**Excerpted passage:**
This list contains only the things that I can think of off the top of my head. There is so much more, but I’ll leave it at this for now.

I adore you and I am praying for your speedy return back to vibrant good health.

You have taken such good care of so many people and for such a long time—likely, you ran on empty most days. Now it is your turn to take good care of yourself. Please take your time recovering. You deserve that and more. We who love you, will make do with your staff until you are fully recovered.

Last, I know you will return to vibrant good health. And that is not a wish, it’s a knowing.

Here’s to you! if you’ve been blessed with a doctor who treats the body, mind, spirit and emotion. Who is your partner in healthcare, and is also your friend. I will be searching for a new provider to fill this immense professional and personal loss, and I am dubious that I will find someone who comes close to what Doug Brooks provided. Still, I will not give up until I find the new-perfect-match for me. If we all shopped for providers this way, I think we would change the way healthcare is practiced in America.

The Photos: Doctor Brooks with his first child, likely 30+ years ago. I love this photo because it captures the love that is always emanating from his eyes. Such a rare love, that. The second photo is him in more recent times. That face is a face I love deeply. Dr. Brooks is at the top of the list of the people I love most in the world.

P.S. If you’re of a mind, please pray for his peaceful crossing to the other side and to help his loved ones cope with their loss—most especially, his family, for I cannot fathom their pain.

**Problems to work on:**
A) Name each thing that, according to the passage honoring Doctor Brooks, a doctor worth celebrating treats.
B) Reproduce the passage honoring Doctor Brooks word for word, starting at "The Photos: Doctor" and continuing up to and including "fathom their pain.".

**Stored data:**
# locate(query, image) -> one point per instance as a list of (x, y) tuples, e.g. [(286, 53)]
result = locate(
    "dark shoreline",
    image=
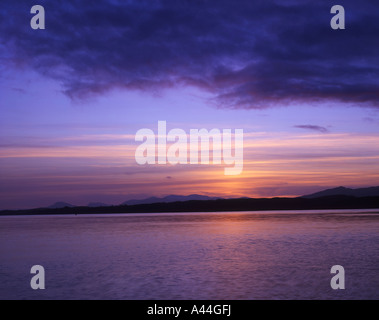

**Answers to each task:**
A)
body
mind
spirit
emotion

B)
The Photos: Doctor Brooks with his first child, likely 30+ years ago. I love this photo because it captures the love that is always emanating from his eyes. Such a rare love, that. The second photo is him in more recent times. That face is a face I love deeply. Dr. Brooks is at the top of the list of the people I love most in the world.

P.S. If you’re of a mind, please pray for his peaceful crossing to the other side and to help his loved ones cope with their loss—most especially, his family, for I cannot fathom their pain.